Phrase grounding data

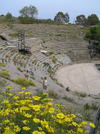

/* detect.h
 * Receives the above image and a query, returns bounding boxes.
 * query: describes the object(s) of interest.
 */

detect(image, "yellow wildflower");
[33,105,40,111]
[25,92,31,95]
[9,122,15,126]
[22,126,30,131]
[49,107,55,113]
[57,113,65,119]
[89,123,95,128]
[8,93,13,96]
[32,130,41,134]
[20,106,30,111]
[5,86,12,89]
[47,126,54,133]
[2,119,9,124]
[65,117,72,122]
[19,91,24,94]
[23,120,29,125]
[13,96,19,99]
[47,102,53,107]
[3,100,9,104]
[41,132,45,134]
[43,93,48,95]
[85,130,89,133]
[22,87,26,90]
[72,122,78,127]
[79,121,87,127]
[41,119,49,128]
[24,113,32,118]
[38,127,42,131]
[32,96,41,101]
[77,128,83,133]
[14,125,21,132]
[33,118,40,123]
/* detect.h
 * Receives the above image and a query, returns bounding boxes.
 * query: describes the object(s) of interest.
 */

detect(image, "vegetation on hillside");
[0,86,95,134]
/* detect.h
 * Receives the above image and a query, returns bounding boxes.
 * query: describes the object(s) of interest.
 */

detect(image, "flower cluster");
[0,86,95,134]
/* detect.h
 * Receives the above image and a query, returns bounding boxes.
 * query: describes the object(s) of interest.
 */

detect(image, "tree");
[64,13,70,23]
[87,14,99,25]
[75,15,86,25]
[5,12,12,20]
[54,12,70,23]
[29,5,38,18]
[54,12,64,22]
[19,5,38,18]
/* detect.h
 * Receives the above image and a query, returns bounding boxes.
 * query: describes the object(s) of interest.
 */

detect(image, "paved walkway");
[55,63,100,95]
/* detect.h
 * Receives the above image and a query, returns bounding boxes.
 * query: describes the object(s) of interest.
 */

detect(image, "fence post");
[89,107,100,134]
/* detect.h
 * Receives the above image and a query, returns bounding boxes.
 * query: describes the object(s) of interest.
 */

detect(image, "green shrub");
[43,62,50,67]
[42,39,46,43]
[52,57,57,63]
[1,71,10,77]
[0,79,6,87]
[75,91,86,97]
[47,51,54,56]
[14,78,36,87]
[84,103,90,110]
[47,69,52,75]
[17,67,24,72]
[6,54,9,57]
[32,60,35,64]
[30,76,35,80]
[62,96,74,103]
[82,111,92,121]
[0,63,5,67]
[48,89,59,99]
[9,33,18,38]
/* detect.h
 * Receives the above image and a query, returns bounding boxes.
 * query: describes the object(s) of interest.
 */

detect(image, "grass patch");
[48,89,59,99]
[30,75,35,80]
[47,51,54,56]
[47,69,53,75]
[84,103,90,110]
[9,33,18,38]
[82,111,92,121]
[0,71,10,77]
[62,96,74,103]
[43,62,50,67]
[52,57,57,64]
[0,63,5,67]
[17,67,24,72]
[0,79,6,87]
[74,91,87,97]
[14,78,36,87]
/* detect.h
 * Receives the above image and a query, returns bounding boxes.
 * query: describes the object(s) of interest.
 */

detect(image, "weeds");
[0,79,6,87]
[0,71,10,77]
[0,63,5,67]
[52,57,57,64]
[74,91,86,97]
[48,89,59,99]
[14,78,36,87]
[62,96,74,103]
[30,76,35,80]
[17,67,24,72]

*TASK OBJECTIVE*:
An exact, image-free transcription of all the records above is needed.

*TASK ANSWER*:
/* detect.h
 * Receives the above image and a query, returns bounding boxes.
 * query: describes the object(s) of interest.
 */

detect(image, "yellow wildflower");
[33,105,40,111]
[25,92,31,95]
[9,122,15,126]
[22,126,30,131]
[49,107,55,113]
[57,113,65,119]
[89,123,95,128]
[8,93,13,96]
[32,130,41,134]
[20,106,30,111]
[5,86,12,89]
[47,126,54,133]
[2,119,9,124]
[65,117,72,122]
[19,91,24,94]
[23,120,29,125]
[13,96,19,99]
[47,102,53,107]
[3,100,9,104]
[41,132,45,134]
[43,93,48,95]
[85,130,89,133]
[22,87,26,90]
[72,122,78,127]
[79,121,87,127]
[41,119,49,128]
[24,113,32,118]
[38,127,42,131]
[32,96,41,101]
[77,128,83,133]
[14,125,21,132]
[33,118,40,123]
/* detect.h
 * Receives the above image and a query, returns bounding boxes.
 * query: describes the object(s) of interest.
 */

detect(image, "vegetation on hillside");
[0,86,95,134]
/* detect.h
 * Receives the above image and a query, returns bounding boxes.
 * query: describes the object(s) of interest.
 */

detect(image, "flower cluster");
[0,86,95,134]
/* detect.h
 * Receives the above image and a query, returns bounding boxes.
 * query: describes the object(s) of interest.
 */

detect(image, "tree");
[64,13,70,23]
[87,14,99,25]
[75,15,86,25]
[5,12,12,20]
[54,12,70,23]
[29,5,38,18]
[54,12,64,22]
[19,5,38,18]
/* detect.h
 * Receives the above image and a query, returns bounding boxes.
 * query: describes the object(s) of interest.
 */

detect(image, "paved walkway");
[55,63,100,95]
/* detect.h
 * Receives the above image and a query, returns bounding boxes.
 * query: describes the object(s) of interest.
 */

detect(image, "fence post");
[89,107,100,134]
/* detect.h
 * Receives the above image and a query, returns bounding boxes.
 * query: describes the object(s) of interest.
 */

detect(image, "green shrub");
[43,62,50,67]
[42,39,46,43]
[52,57,57,63]
[1,71,10,77]
[0,79,6,87]
[75,91,86,97]
[47,51,54,56]
[14,78,36,87]
[84,103,90,110]
[47,69,52,75]
[17,67,24,72]
[6,54,9,57]
[32,60,35,64]
[30,76,35,80]
[62,96,74,103]
[82,111,92,121]
[0,63,5,67]
[48,89,59,99]
[9,33,18,38]
/* detect.h
 * Receives the above image and a query, returns bounding boxes.
 * query: describes the object(s) of interest.
 */

detect(image, "grass patch");
[48,89,59,99]
[30,75,35,80]
[47,51,54,56]
[47,69,53,75]
[84,103,90,110]
[9,33,18,38]
[82,111,92,121]
[0,71,10,77]
[62,96,74,103]
[43,62,50,67]
[52,57,57,64]
[0,63,5,67]
[17,67,24,72]
[0,79,6,87]
[74,91,87,97]
[14,78,36,87]
/* detect.h
 * Receives the above image and a query, returns bounding boxes.
 * query: describes the object(s) of interest.
 */

detect(image, "weeds");
[0,79,6,87]
[0,71,10,77]
[0,63,5,67]
[52,57,57,64]
[74,91,86,97]
[48,89,59,99]
[14,78,36,87]
[62,96,74,103]
[30,76,35,80]
[17,67,24,72]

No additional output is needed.